Fragmento de página.
Como solemos afirmar cada vez que
podemos: todas las cocinas nacionales son
producto de fusiones. El show business
nos plantea una trampa al banalizar el acto
de cocinar, algo inaccesible, una diversión.
Cocineros como clowns, comediantes de la
legua, faranduleros, una troupe que juega
con los alimentos ante una audiencia que
no relaciona su stand up comedy sin sentido
con la acción de comer, ni con el placer, ni
con los sabores entrañables que dan sentido
a nuestra antigua costumbre de reunirnos
alrededor de una mesa, de identificarnos
a partir de un modo de elaborar los platos,
y el uso de determinadas materias primas.
Los antiguos recetarios estaban destinados
a convivir con distintos ingredientes en
las alacenas de las cocinas. Su consulta
era permanente, sus fórmulas puestas en
práctica para regocijo del grupo familiar.

Bloque de datos.
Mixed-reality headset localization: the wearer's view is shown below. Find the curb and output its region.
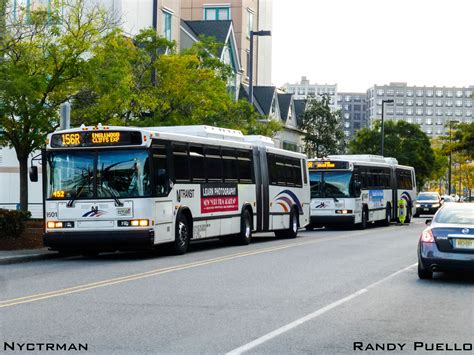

Ejercicio escrito 1. Según el fragmento sobre la cocina, ¿de qué son producto todas las cocinas nacionales?
Ejercicio escrito 2. Prolonga el texto sobre la cocina y los antiguos recetarios a partir de su última oración.

Respuesta correcta 1. Son producto de fusiones.

Respuesta correcta 2.
Ahora se publican libros lujosos, a todo color,
de gran formato, para ser exhibidos en las
bibliotecas en el sitio que antes ocupaba
la Enciclopedia Británica, el Diccionario
Espasa-Calpe o las Obras Completas de
Shakespeare. Objetos para presumir de
cultos o informados, para ser leídos muy
rara vez. Pronto, las cocinas, en sí mismas,
pasaran a ser un objeto sin uso en las casas.
¿Y entonces? Sin duda, debemos recuperar
los valores que nos definen como humanos,
nos diferencian de los animales salvajes.
Decía Clermont-Tonnerre que “son las gentes
con imaginación, casi siempre, las que comen
mejor, quizá porque asocian su sustancia
terrenal al lugar de donde son, y perciben
entonces hasta su mismo meollo el lazo que
los ata a la tierra que los soporta; sienten la
secreta esencia de las cosas incorporarse
a la suya, y así comulgan con su tierra en un
festín de amor”.
Algún aspirante a cocinero me dirá: ¿para
qué sirve tanta poesía a la hora de cocinar?
Pues, amigo, le diría, si no tienes sensibilidad
no puedes ser cocinero, dedícate a otra
cosa. Y no relaciono sensibilidad con títulos
universitarios. Soy de una época en que veía
a las cocineras en casa o los maestros en
los restaurantes, usar “el dedito gustador”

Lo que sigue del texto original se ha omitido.